GIVEN PROBLEM: What do the lines from the one containing "Expected: one point per instance of the man with" through the end of the entries say? Quote them exactly, and only them.

◆ ◆ ◆ ◆ ◆

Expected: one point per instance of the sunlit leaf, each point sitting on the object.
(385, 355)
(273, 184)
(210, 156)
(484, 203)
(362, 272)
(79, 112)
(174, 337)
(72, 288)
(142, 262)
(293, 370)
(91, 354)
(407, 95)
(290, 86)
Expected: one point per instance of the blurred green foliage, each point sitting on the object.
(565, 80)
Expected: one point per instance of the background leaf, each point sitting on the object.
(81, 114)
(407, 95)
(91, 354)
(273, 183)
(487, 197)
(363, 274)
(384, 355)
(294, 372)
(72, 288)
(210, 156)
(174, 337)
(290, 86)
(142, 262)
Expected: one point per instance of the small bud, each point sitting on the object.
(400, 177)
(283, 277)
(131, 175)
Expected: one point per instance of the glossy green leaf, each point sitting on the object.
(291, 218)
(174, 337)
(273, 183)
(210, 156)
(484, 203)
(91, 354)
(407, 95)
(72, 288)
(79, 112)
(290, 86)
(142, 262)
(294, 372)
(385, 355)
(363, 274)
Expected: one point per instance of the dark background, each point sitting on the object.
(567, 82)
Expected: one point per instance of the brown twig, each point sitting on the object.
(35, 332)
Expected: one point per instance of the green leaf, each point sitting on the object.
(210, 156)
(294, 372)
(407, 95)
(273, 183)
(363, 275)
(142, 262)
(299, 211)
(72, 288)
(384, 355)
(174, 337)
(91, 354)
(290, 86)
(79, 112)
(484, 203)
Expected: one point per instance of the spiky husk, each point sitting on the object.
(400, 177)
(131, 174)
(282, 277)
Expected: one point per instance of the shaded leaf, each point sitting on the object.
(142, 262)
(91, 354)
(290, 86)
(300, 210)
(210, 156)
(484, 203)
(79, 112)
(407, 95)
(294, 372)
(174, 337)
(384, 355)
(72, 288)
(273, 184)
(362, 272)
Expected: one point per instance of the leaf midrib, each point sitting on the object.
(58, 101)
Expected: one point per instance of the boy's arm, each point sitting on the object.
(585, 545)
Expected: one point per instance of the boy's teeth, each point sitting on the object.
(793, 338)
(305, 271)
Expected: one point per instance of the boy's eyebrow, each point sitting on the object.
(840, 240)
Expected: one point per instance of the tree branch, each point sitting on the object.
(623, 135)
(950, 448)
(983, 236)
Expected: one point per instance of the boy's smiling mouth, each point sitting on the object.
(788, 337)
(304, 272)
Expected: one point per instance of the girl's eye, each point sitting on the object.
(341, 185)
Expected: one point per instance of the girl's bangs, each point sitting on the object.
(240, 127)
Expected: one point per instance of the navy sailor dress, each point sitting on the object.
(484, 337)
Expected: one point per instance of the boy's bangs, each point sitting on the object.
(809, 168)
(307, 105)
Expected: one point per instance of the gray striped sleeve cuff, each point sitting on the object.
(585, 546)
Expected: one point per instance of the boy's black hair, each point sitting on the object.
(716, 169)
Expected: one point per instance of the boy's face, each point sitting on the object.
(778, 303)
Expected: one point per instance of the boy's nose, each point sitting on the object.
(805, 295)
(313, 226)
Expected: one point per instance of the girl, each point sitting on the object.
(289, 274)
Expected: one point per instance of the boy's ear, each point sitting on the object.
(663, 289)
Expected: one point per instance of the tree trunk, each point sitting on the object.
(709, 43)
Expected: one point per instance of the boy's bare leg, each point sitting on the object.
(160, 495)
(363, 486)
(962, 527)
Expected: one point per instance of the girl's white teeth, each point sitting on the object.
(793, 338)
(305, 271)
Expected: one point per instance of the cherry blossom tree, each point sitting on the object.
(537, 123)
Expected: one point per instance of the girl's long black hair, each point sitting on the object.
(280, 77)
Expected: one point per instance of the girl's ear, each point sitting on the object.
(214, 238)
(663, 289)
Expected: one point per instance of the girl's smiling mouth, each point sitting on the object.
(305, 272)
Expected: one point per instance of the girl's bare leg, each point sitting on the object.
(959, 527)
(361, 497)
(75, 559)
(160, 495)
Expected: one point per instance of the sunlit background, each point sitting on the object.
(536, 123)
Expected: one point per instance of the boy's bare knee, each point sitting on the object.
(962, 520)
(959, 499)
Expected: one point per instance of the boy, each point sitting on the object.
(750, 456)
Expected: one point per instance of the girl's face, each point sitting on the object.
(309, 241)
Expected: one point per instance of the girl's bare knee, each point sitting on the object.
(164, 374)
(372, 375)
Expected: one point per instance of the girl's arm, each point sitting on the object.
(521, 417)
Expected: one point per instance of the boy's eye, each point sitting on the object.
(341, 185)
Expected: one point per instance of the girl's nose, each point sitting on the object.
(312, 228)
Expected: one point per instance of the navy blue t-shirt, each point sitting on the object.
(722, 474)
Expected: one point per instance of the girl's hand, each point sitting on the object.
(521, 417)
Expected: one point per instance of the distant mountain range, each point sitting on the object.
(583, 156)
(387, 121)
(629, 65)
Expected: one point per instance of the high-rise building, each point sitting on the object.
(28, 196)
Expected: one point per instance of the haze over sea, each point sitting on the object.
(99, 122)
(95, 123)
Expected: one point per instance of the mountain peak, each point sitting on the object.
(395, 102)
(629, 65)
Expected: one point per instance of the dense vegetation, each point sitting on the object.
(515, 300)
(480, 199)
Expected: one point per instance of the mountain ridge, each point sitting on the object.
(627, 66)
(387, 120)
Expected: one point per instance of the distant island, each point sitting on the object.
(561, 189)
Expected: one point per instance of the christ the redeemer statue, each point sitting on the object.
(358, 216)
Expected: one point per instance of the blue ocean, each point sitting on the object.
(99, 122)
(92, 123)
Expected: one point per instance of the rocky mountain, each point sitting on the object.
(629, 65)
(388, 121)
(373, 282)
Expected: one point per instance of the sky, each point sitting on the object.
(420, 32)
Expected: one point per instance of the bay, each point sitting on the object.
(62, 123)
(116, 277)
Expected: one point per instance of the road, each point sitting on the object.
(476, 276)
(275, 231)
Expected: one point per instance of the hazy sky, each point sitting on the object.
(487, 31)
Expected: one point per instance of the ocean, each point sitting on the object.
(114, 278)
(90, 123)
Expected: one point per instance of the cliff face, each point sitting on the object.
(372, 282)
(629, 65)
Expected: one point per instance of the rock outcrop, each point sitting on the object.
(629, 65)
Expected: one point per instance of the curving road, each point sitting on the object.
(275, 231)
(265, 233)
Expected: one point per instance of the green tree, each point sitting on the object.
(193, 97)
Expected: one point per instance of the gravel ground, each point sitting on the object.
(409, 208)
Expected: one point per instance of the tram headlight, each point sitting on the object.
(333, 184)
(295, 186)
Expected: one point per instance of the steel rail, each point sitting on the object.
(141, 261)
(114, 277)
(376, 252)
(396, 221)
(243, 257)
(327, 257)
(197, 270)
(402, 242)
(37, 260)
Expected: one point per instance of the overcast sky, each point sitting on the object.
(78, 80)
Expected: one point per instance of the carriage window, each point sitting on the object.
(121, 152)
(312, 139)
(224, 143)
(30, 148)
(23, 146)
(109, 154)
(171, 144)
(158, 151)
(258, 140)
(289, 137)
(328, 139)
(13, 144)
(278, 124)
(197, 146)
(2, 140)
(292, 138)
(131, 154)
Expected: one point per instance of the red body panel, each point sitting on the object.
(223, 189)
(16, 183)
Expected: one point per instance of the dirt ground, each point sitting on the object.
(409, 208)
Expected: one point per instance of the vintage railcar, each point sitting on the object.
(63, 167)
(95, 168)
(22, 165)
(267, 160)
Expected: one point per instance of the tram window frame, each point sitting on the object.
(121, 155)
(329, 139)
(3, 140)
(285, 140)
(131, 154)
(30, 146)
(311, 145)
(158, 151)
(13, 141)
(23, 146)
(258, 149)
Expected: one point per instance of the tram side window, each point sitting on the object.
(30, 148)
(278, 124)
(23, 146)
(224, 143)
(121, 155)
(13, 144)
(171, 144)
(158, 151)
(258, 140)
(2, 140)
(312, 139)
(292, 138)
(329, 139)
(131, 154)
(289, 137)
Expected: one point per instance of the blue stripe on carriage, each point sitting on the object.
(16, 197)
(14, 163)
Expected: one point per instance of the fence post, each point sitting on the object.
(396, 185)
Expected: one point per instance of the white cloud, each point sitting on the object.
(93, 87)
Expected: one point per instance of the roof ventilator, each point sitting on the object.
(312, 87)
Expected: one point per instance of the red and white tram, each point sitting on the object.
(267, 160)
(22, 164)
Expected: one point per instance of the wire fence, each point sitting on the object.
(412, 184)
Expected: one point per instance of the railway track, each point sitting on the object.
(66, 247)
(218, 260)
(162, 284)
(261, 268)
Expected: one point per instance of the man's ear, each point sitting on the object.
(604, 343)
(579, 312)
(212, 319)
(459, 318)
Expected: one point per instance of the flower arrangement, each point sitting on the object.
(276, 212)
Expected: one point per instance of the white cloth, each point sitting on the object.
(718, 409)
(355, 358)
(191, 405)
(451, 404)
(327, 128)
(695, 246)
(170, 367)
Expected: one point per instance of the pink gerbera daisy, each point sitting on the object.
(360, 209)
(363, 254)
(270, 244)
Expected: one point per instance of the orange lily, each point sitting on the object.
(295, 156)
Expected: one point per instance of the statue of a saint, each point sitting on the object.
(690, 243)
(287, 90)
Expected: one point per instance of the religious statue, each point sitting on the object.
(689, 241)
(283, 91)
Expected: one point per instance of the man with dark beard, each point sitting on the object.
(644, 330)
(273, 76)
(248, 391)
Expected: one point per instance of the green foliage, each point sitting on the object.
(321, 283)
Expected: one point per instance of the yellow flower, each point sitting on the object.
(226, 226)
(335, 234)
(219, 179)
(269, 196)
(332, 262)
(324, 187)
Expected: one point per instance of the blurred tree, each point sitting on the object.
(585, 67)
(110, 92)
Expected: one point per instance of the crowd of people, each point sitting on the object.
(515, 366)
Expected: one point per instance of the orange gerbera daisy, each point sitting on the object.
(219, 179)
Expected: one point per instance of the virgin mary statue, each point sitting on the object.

◆ ◆ ◆ ◆ ◆

EXPECTED OUTPUT:
Expected: one point per instance of the man with dark beard, each point sitting on the object.
(644, 330)
(273, 76)
(248, 391)
Expected: one point per instance of the green foliage, each point sitting on the object.
(321, 283)
Expected: one point per instance of the yellow flower, each point sitting on the object.
(226, 226)
(335, 234)
(219, 179)
(269, 196)
(332, 262)
(324, 187)
Expected: one point per instance of the blurred tree, each point sitting on the object.
(585, 67)
(110, 92)
Expected: one point per instance of the crowd of people, each point sitting on the object.
(515, 366)
Expected: one point per instance of the orange gerbera daisy, each point sitting on the object.
(219, 179)
Expected: one point per instance of the virgin mary statue, each point sitting on the object.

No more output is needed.